* [MATERIAL SHOWN]:
* * * * * * * * *

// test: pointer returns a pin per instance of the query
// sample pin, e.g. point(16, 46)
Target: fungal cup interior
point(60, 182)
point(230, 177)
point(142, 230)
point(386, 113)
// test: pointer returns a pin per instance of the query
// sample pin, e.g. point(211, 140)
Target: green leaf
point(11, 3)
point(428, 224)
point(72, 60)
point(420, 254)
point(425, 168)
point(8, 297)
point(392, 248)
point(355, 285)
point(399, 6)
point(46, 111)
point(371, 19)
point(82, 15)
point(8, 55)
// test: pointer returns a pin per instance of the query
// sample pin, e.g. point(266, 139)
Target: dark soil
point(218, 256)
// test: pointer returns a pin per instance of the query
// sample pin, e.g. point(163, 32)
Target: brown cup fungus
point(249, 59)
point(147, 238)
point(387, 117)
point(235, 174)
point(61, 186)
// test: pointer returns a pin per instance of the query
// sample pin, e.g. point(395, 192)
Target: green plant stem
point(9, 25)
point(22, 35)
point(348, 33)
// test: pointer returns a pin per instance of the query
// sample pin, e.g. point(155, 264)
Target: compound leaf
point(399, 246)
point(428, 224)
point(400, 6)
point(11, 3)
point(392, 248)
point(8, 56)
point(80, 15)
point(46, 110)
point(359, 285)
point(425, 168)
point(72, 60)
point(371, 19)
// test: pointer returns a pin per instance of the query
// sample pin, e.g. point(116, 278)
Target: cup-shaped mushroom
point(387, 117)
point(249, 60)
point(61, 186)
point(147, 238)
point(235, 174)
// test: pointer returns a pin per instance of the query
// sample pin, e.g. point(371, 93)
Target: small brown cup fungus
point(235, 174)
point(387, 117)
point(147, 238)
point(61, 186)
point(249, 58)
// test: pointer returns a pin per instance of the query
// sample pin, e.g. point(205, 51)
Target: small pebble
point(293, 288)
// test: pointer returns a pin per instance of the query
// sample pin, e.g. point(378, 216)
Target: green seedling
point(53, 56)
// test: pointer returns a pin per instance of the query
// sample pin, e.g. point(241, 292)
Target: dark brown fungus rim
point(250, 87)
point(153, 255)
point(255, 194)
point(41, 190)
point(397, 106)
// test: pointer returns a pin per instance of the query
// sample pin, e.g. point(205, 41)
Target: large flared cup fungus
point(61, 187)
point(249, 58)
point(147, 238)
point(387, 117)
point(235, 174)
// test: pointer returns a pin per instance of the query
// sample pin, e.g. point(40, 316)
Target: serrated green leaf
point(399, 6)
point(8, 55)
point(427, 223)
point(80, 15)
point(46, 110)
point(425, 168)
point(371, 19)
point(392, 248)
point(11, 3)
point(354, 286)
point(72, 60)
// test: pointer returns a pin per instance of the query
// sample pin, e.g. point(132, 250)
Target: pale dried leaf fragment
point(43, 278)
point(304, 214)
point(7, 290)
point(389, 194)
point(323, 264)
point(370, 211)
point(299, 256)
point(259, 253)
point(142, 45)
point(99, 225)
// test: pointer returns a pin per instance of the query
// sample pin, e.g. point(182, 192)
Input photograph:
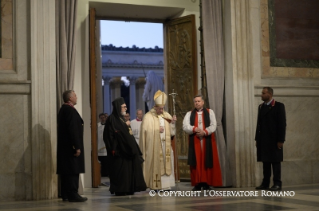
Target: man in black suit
point(270, 137)
point(70, 150)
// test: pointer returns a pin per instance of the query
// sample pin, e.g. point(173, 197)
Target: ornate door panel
point(181, 75)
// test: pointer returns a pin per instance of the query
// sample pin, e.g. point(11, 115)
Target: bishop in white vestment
point(157, 130)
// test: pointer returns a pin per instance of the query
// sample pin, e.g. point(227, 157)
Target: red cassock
point(199, 173)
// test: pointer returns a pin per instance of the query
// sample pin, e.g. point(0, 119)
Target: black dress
point(126, 175)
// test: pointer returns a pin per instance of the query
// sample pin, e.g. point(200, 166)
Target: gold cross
point(156, 180)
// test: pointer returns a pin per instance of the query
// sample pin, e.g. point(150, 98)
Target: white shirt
point(188, 128)
point(136, 125)
point(101, 145)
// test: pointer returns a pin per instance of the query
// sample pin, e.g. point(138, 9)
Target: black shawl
point(117, 138)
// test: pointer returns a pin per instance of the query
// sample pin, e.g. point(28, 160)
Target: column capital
point(141, 80)
point(133, 79)
point(106, 79)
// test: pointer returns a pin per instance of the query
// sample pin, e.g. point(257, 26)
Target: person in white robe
point(157, 130)
point(136, 124)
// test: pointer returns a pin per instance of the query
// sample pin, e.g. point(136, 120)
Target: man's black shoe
point(262, 187)
point(207, 187)
point(275, 188)
point(78, 199)
point(197, 187)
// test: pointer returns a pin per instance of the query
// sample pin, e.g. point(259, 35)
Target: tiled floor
point(306, 197)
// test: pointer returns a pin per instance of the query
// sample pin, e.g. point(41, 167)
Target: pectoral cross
point(156, 180)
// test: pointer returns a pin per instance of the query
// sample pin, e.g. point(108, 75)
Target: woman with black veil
point(126, 175)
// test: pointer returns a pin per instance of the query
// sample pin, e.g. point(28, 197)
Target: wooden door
point(181, 75)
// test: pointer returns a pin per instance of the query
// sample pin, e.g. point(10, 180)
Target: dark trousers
point(69, 186)
point(276, 168)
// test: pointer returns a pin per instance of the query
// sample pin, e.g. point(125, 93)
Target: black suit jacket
point(70, 138)
point(271, 128)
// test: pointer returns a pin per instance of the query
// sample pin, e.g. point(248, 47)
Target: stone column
point(133, 97)
point(140, 84)
point(107, 95)
point(99, 94)
point(115, 88)
point(43, 99)
point(239, 96)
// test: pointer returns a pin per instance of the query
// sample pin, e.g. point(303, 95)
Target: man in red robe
point(200, 124)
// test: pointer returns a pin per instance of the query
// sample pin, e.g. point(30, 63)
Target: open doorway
point(180, 71)
point(128, 52)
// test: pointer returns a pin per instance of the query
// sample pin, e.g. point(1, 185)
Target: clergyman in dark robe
point(70, 149)
point(270, 138)
point(126, 175)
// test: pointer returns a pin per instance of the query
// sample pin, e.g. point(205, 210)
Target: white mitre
point(160, 98)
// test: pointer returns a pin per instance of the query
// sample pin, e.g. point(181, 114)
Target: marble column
point(140, 83)
point(43, 99)
point(107, 95)
point(99, 96)
point(133, 97)
point(239, 92)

* * * * * * * * *

Reproduce all lines of the material above with "reference pin" substituted for every occurrence of "sample pin" and everything else unchanged. Leave the pictures out of the answer.

// test: pointer returns a pin per instance of the query
// reference pin, e.g. point(16, 46)
Target: fungal cup interior
point(60, 182)
point(230, 177)
point(142, 230)
point(386, 113)
// test: pointer returns a pin per instance of the query
// reference pin, e.g. point(211, 140)
Target: green leaf
point(11, 3)
point(428, 224)
point(72, 60)
point(420, 254)
point(425, 168)
point(8, 297)
point(392, 248)
point(355, 285)
point(399, 6)
point(46, 111)
point(371, 19)
point(82, 15)
point(8, 55)
// test: pointer returns a pin per instance of the query
// reference pin, e.g. point(266, 139)
Target: dark soil
point(218, 256)
// test: pointer returns a pin per instance of the query
// reference pin, e.g. point(163, 32)
Target: brown cup fungus
point(249, 59)
point(147, 238)
point(387, 117)
point(235, 174)
point(61, 186)
// test: pointer returns a pin per instance of the query
// reference pin, e.g. point(395, 192)
Target: green plant stem
point(9, 25)
point(22, 35)
point(348, 33)
// test: pointer returns a pin per instance of the query
// reference pin, e.g. point(155, 264)
Target: compound leaf
point(399, 246)
point(428, 224)
point(400, 6)
point(11, 3)
point(392, 248)
point(8, 56)
point(80, 15)
point(46, 110)
point(359, 285)
point(425, 168)
point(72, 60)
point(371, 19)
// test: pointer returns a pin per instance of the query
// reference pin, e.g. point(116, 278)
Target: cup-shaped mushroom
point(387, 117)
point(249, 60)
point(61, 186)
point(147, 238)
point(235, 174)
// test: pointer returns a pin per instance of the query
// reference pin, e.g. point(371, 93)
Target: small brown cup fungus
point(235, 174)
point(387, 117)
point(147, 238)
point(61, 186)
point(249, 58)
// test: pointer returns a pin per instance of the query
// reference pin, e.g. point(205, 51)
Target: small pebble
point(293, 288)
// test: pointer returns a pin per instance of the query
// reference pin, e.g. point(378, 216)
Target: green seedling
point(53, 56)
// test: pointer returns a pin per instance of the query
// reference pin, e.g. point(241, 292)
Target: dark brown fungus rim
point(250, 87)
point(153, 255)
point(255, 194)
point(41, 190)
point(397, 106)
// test: pointer returns a pin per instance of the query
// reference pin, e.g. point(205, 41)
Target: large flared cup fungus
point(61, 187)
point(249, 58)
point(147, 238)
point(387, 117)
point(235, 174)
// test: pointer returns a pin per instance of the query
// reference pin, e.g. point(40, 316)
Target: serrated green leaf
point(399, 6)
point(8, 55)
point(427, 223)
point(80, 15)
point(46, 110)
point(425, 168)
point(371, 19)
point(392, 248)
point(11, 3)
point(354, 286)
point(72, 60)
// test: pointer returns a pin per instance of the query
// reference pin, e.g. point(132, 250)
Target: pale dried leaf fragment
point(43, 278)
point(304, 214)
point(7, 290)
point(389, 194)
point(323, 264)
point(370, 211)
point(299, 256)
point(259, 253)
point(142, 45)
point(99, 225)
// test: pointer returns a pin per instance of the query
// reference pin, e.g. point(182, 192)
Input photograph:
Target: man in black suit
point(270, 137)
point(70, 150)
// test: pointer returns a pin per instance of the query
// reference pin, e.g. point(173, 197)
Target: ornate door panel
point(181, 75)
// test: pointer returns a pin per instance of the query
// reference pin, e.g. point(11, 115)
Target: bishop in white vestment
point(157, 130)
// test: pointer returns a pin per instance of the query
// reference pin, e.g. point(227, 157)
Target: red cassock
point(199, 173)
// test: pointer returns a pin per instance of the query
// reference pin, e.g. point(0, 119)
Target: black dress
point(126, 175)
// test: pointer returns a pin per instance of the query
// reference pin, e.g. point(200, 166)
Target: gold cross
point(156, 180)
// test: pointer returns a pin per instance of the query
// reference pin, e.g. point(150, 98)
Target: white shirt
point(188, 128)
point(136, 125)
point(101, 145)
// test: pointer returns a pin per instance of the query
// reference pin, e.g. point(138, 9)
Target: black shawl
point(117, 138)
// test: pointer returns a pin per instance of the query
// reference pin, e.g. point(28, 160)
Target: column capital
point(141, 80)
point(133, 79)
point(106, 79)
// test: pointer returns a pin per instance of the query
// reference pin, e.g. point(257, 26)
Target: person in white robe
point(157, 130)
point(136, 124)
// test: pointer returns a pin per instance of the query
// reference pin, e.g. point(136, 120)
Target: man's black shoe
point(262, 187)
point(207, 187)
point(275, 188)
point(78, 199)
point(197, 187)
// test: pointer returns a pin per instance of the query
// reference pin, e.g. point(259, 35)
Target: tiled floor
point(306, 197)
// test: pointer returns a pin per instance of the query
// reference pin, e.g. point(41, 167)
Target: pectoral cross
point(156, 180)
// test: pointer returns a pin per instance of the query
// reference pin, e.g. point(108, 75)
Target: woman with black veil
point(126, 175)
// test: pointer returns a pin per instance of the query
// reference pin, e.g. point(28, 197)
Target: wooden door
point(181, 75)
// test: pointer returns a pin per instance of the query
// reference pin, e.g. point(10, 180)
Target: dark trousers
point(69, 186)
point(276, 168)
// test: pointer returns a pin per instance of the query
// reference pin, e.g. point(125, 93)
Target: black suit jacket
point(70, 138)
point(271, 128)
// test: pointer returns a pin per instance of the query
// reference pin, e.g. point(248, 47)
Target: stone column
point(133, 97)
point(140, 84)
point(107, 95)
point(99, 94)
point(115, 88)
point(43, 99)
point(239, 96)
// test: pointer returns a pin per instance of the query
// reference pin, e.g. point(303, 95)
Target: man in red robe
point(200, 124)
// test: pointer returns a pin per instance of the query
// reference pin, e.g. point(30, 63)
Target: open doorway
point(180, 71)
point(128, 52)
// test: pointer returns a pin per instance of the query
// reference pin, e.g. point(1, 185)
Target: clergyman in dark robe
point(70, 149)
point(270, 138)
point(126, 175)
// test: pointer returns a pin per instance of the query
// reference pin, e.g. point(205, 210)
Target: white mitre
point(160, 98)
// test: pointer returns a pin per instance of the query
// reference pin, e.g. point(181, 114)
Target: marble column
point(140, 83)
point(43, 99)
point(107, 95)
point(99, 96)
point(133, 97)
point(239, 92)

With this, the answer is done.